**Data section**
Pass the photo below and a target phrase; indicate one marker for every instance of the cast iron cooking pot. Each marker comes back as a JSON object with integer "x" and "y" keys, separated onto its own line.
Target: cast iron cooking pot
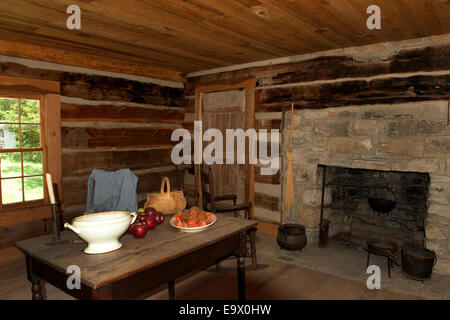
{"x": 291, "y": 236}
{"x": 418, "y": 262}
{"x": 382, "y": 205}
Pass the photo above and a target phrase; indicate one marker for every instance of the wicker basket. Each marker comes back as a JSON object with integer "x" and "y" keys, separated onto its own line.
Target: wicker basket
{"x": 166, "y": 202}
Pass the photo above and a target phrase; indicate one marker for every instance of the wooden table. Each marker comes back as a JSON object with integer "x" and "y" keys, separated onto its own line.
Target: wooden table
{"x": 140, "y": 265}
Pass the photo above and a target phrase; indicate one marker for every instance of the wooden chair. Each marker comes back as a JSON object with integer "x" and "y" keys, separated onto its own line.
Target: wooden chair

**Instructions to follow**
Rewrite the rows above with "marker" swapped for "dot" everywhere it appears, changing nothing else. Leave out the pictures.

**Completed exercise**
Pass the photo below and a target phrase; indicate one dot for every instance of the cast iron cooking pot. Each dot comes back as a JSON object with integer "x" and "y" keys, separated onto its own line.
Target: cast iron cooking pot
{"x": 291, "y": 236}
{"x": 418, "y": 262}
{"x": 382, "y": 205}
Pass the photo above and a target phrase; indicate one dot for every instance of the wicker basket. Each dot comes back as a JSON object with integer "x" and "y" keys, separated onto its own line.
Target: wicker basket
{"x": 166, "y": 202}
Pass the photo above and a target phrase; indicate one dot for every instance of the wooden table. Each dot comes back as a JSON object with integer "x" and "y" keys, separated onto its own line.
Target: wooden table
{"x": 140, "y": 265}
Pass the photo above and a target phrase; indicate one dot for every instance of the wooden chair. Each dot comes back as a JSON object with integer "x" and "y" keys, separated onto its own line.
Target: wooden chair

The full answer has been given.